+++ DATA FOR PROCESSING

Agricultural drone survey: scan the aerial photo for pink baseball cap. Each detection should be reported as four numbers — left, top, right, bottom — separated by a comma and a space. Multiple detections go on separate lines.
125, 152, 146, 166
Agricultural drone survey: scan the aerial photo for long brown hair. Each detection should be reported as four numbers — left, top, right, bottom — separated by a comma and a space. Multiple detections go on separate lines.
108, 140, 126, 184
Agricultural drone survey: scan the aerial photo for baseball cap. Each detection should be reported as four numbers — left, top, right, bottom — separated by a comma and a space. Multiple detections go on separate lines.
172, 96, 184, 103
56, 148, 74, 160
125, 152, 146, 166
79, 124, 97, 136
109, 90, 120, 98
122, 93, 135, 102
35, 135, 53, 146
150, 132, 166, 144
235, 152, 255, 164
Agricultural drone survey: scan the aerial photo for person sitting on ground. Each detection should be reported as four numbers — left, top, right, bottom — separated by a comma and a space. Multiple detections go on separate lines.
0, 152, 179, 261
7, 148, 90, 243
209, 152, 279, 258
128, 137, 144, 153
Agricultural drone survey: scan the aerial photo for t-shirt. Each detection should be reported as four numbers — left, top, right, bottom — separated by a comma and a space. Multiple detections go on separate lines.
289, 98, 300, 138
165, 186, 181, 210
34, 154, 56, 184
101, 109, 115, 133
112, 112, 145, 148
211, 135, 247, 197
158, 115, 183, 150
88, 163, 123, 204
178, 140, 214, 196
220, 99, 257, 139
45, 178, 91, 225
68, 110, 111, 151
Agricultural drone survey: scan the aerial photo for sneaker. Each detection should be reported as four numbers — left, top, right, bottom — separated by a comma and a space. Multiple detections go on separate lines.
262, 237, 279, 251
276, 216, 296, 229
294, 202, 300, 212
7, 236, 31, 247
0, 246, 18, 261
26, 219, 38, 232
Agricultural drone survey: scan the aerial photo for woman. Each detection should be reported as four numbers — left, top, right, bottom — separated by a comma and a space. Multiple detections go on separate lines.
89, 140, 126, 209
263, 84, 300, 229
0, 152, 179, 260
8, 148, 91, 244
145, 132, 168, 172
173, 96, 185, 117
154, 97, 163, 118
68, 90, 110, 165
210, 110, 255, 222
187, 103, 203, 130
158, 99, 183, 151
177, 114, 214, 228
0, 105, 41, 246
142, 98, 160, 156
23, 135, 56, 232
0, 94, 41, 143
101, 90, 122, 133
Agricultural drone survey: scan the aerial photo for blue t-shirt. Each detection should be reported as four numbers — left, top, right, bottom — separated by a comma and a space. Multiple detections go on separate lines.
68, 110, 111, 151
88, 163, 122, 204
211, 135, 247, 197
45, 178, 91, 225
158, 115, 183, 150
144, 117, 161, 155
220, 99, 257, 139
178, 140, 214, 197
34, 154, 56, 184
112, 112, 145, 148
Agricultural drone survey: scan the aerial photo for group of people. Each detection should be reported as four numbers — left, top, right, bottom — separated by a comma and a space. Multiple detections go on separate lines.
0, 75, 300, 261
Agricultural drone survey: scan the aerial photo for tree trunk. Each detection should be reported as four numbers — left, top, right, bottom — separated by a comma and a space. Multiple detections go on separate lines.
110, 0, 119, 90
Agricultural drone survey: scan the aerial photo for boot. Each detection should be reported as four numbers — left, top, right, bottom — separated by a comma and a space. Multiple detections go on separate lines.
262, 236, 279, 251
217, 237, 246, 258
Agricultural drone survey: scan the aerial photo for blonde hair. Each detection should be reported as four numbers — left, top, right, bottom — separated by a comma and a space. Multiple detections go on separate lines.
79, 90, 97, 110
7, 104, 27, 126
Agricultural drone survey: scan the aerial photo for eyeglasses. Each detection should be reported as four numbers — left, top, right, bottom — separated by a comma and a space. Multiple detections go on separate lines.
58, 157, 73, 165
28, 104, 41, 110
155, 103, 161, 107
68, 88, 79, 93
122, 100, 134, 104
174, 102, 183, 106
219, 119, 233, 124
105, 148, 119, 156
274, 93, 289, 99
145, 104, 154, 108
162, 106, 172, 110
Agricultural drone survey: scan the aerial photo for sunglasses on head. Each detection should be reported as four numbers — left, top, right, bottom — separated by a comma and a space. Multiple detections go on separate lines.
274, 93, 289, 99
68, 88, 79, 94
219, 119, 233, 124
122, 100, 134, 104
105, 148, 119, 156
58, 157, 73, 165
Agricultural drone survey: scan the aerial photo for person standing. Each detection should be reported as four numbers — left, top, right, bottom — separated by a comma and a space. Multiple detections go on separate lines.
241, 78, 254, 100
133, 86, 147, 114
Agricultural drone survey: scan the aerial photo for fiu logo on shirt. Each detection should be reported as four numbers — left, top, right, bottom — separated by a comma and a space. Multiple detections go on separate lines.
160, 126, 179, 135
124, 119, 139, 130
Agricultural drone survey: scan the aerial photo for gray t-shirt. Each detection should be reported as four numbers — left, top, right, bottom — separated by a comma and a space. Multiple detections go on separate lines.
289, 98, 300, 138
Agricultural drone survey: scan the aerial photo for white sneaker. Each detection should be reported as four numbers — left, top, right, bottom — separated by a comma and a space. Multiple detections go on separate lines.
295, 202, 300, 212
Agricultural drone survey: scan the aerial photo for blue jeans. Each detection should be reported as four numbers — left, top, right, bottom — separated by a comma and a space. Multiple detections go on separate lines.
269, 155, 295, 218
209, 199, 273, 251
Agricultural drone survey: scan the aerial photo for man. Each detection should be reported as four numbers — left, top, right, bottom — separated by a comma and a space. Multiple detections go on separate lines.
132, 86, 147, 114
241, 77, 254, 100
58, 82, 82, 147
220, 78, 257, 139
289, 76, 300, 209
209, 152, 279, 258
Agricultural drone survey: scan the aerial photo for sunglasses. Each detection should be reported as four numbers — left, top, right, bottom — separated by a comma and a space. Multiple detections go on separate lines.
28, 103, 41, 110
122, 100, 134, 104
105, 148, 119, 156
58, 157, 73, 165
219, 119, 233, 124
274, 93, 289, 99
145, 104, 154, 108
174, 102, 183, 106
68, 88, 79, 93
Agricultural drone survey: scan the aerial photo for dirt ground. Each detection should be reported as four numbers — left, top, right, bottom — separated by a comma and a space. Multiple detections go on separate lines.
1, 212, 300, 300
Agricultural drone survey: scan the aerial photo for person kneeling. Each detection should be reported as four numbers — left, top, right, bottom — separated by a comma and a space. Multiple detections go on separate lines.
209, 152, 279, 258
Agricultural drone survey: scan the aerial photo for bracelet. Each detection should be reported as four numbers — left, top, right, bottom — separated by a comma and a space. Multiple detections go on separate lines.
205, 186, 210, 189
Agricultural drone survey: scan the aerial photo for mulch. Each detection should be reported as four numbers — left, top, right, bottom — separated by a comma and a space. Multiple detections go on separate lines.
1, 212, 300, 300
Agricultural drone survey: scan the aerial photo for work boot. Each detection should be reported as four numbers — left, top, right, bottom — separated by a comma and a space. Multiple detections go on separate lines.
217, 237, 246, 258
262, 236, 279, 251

++++++

* TASK ITEM *
Transcribe the records above exactly, keeping every line.

* ANSWER TO THIS PROBLEM *
Agricultural drone survey: scan the aerial photo for pink baseball cap. Each detection should be reported as four numbers — left, top, right, bottom — separated by a comma and a space. Multiple detections go on separate lines.
125, 152, 146, 166
Agricultural drone survey: scan the aerial photo for long brown hair. Each detection should be reported as four numbers — left, top, right, bottom — separated by a comma and a space. Multiple detections go on separate lines.
108, 140, 126, 184
Agricultural drone survey: scan the aerial photo for baseball cap. Each detection should be reported as four numbers — left, top, right, bottom — separated by a comma and a space. Multiple detections go on separate lines.
172, 96, 184, 103
56, 148, 74, 160
125, 152, 146, 166
79, 124, 97, 136
109, 90, 120, 98
122, 93, 135, 102
35, 135, 53, 146
150, 132, 166, 144
235, 152, 255, 164
Agricultural drone survey: scan the aerial photo for person sitting on ground. Each detection should be reported as four numbers — left, top, right, bottom — separated by a comma and a space. Multiple detections go on separate lines.
0, 152, 179, 261
7, 148, 90, 243
209, 152, 279, 258
128, 137, 144, 153
Agricultural drone survey: scan the aerial photo for t-shirt. Each detection should be reported as four numbers — left, top, right, bottom — separated by a comma and a space. Multiple detections go on separate lines.
289, 98, 300, 138
165, 186, 181, 210
34, 154, 56, 184
101, 109, 115, 133
112, 112, 145, 148
211, 135, 247, 197
158, 115, 183, 150
88, 163, 123, 204
178, 140, 214, 196
220, 99, 257, 139
45, 178, 91, 225
68, 110, 111, 151
Agricultural drone survey: scan the aerial photo for sneaker. Each detection should be reported as four numbers — left, top, right, bottom — separated by a comma and a space. Multiple detections go on separate lines.
262, 237, 279, 251
276, 216, 296, 229
294, 202, 300, 212
7, 236, 31, 247
0, 246, 18, 261
26, 219, 38, 232
Agricultural drone survey: scan the aerial photo for woman. Each detection should be reported as four numbers — left, top, right, bottom — separated by a comma and a space. Multiple detections go on separate lines.
89, 140, 126, 209
263, 84, 300, 229
0, 152, 179, 260
8, 148, 91, 244
145, 132, 168, 172
173, 96, 185, 117
154, 97, 163, 118
68, 90, 110, 165
210, 110, 255, 222
187, 103, 203, 130
158, 99, 183, 151
177, 114, 214, 228
0, 105, 41, 246
142, 98, 160, 156
23, 135, 56, 232
0, 94, 41, 143
101, 90, 122, 133
Agricultural drone survey: scan the aerial photo for blue t-shirt. Each detection should be reported as four numbers — left, top, right, bottom — separated by a comma and a space. Multiple detections go on separate lines.
68, 110, 111, 151
88, 163, 122, 204
211, 135, 247, 197
45, 178, 91, 225
158, 115, 183, 150
144, 117, 161, 155
220, 99, 257, 139
178, 140, 214, 197
34, 154, 56, 184
112, 112, 145, 148
Agricultural drone survey: scan the aerial photo for group of people. Each detection should be reported as four numbers — left, top, right, bottom — separated by a comma and a space. Multiple detections go on separate lines.
0, 75, 300, 261
Agricultural drone survey: scan the aerial photo for tree trunk. Each detection should be reported as four numbers — left, top, right, bottom — separated by a comma and a space. Multiple detections go on separate lines.
110, 0, 119, 90
Agricultural drone survey: scan the aerial photo for boot. Each detection should be reported as four numbers — left, top, right, bottom — separated by a comma and a space. Multiple detections go on separate lines.
262, 236, 279, 251
217, 237, 246, 258
Agricultural drone survey: scan the aerial photo for blonde hair. Each detection should be reported as four numbers — left, top, right, bottom — separated by a comma and a space. Multiple detections go on separate lines.
79, 90, 97, 110
7, 104, 27, 126
Agricultural drone survey: scan the aerial photo for eyeglasses. Each detection should be reported as four numbers — left, top, right, bottom — separated by a comma and a space. Multiple detections go on separate lines.
58, 157, 73, 165
28, 104, 41, 110
155, 103, 161, 107
68, 88, 79, 93
122, 100, 134, 104
174, 102, 183, 106
219, 119, 233, 124
105, 148, 119, 156
274, 93, 289, 99
145, 104, 154, 108
162, 106, 172, 110
Agricultural drone survey: scan the aerial photo for sunglasses on head. Each detection should be reported as four numbers — left, top, right, bottom — separated by a comma and a space. Multiple detections go on separate lines.
274, 93, 289, 99
68, 88, 79, 94
219, 119, 233, 124
122, 100, 134, 104
105, 148, 119, 156
58, 157, 73, 165
Agricultural drone survey: scan the aerial photo for person standing. Each detection should be reported as four numbers — left, top, right, bottom — separated by a comma and a space. Multiple detections go on separate lines.
241, 78, 254, 100
133, 86, 147, 114
Agricultural drone survey: scan the aerial photo for fiu logo on shirt. Each detection should be reported as four numbers — left, top, right, bottom — separated by a comma and a space. Multiple detections go on separate lines.
160, 126, 179, 135
124, 119, 139, 130
Agricultural drone survey: scan the aerial photo for gray t-shirt. Each detection should be reported as four numbers — left, top, right, bottom — separated by a comma and a space. Multiple detections go on separate lines.
289, 98, 300, 138
Agricultural drone survey: scan the aerial photo for white sneaker. Each detection should be reported as four numbers — left, top, right, bottom — separated by a comma and a space. Multiple detections go on separate lines.
295, 202, 300, 212
Agricultural drone survey: scan the aerial photo for blue jeans. Each detection should be reported as four numbers — left, top, right, bottom — separated by a comma and a space. Multiple detections go on separate lines.
269, 155, 295, 218
209, 199, 273, 251
Agricultural drone survey: scan the aerial photo for man. Each detection should be reported as four numbers — left, top, right, bottom — separated by a comma and a space. Multiple detections go on separate lines.
132, 86, 147, 114
241, 77, 254, 100
58, 82, 82, 147
220, 78, 257, 139
289, 76, 300, 209
209, 152, 279, 258
Agricultural drone survey: scan the aerial photo for sunglasses. Each detection should be reported as four numbers — left, top, right, bottom — separated by a comma and a space. Multiple detections go on separate lines.
28, 103, 41, 110
122, 100, 134, 104
105, 148, 119, 156
58, 157, 73, 165
219, 119, 233, 124
274, 93, 289, 99
145, 104, 154, 108
174, 102, 183, 106
68, 88, 79, 93
Agricultural drone survey: scan the aerial photo for dirt ground. Each detection should be reported as four numbers — left, top, right, bottom — separated by a comma and a space. Multiple detections go on separate lines.
1, 212, 300, 300
Agricultural drone survey: scan the aerial photo for person kneeling. Each detection should be reported as four numbers — left, top, right, bottom — separated by a comma and a space. Multiple detections go on separate lines.
209, 152, 279, 258
Agricultural drone survey: scan the aerial photo for bracelet. Each detection should be reported as four numbers — left, top, right, bottom — separated by a comma and a space. Multiple detections go on separate lines.
205, 186, 210, 189
Agricultural drone survey: scan the aerial photo for mulch. Each detection should be reported as four numbers — left, top, right, bottom — separated by a comma and a space. Multiple detections go on separate lines.
1, 212, 300, 300
Agricultural drone survey: scan the aerial photo for work boot. Each detection should be reported as four numbers — left, top, right, bottom — separated by a comma and a space. Multiple detections go on separate lines.
217, 237, 246, 258
262, 236, 279, 251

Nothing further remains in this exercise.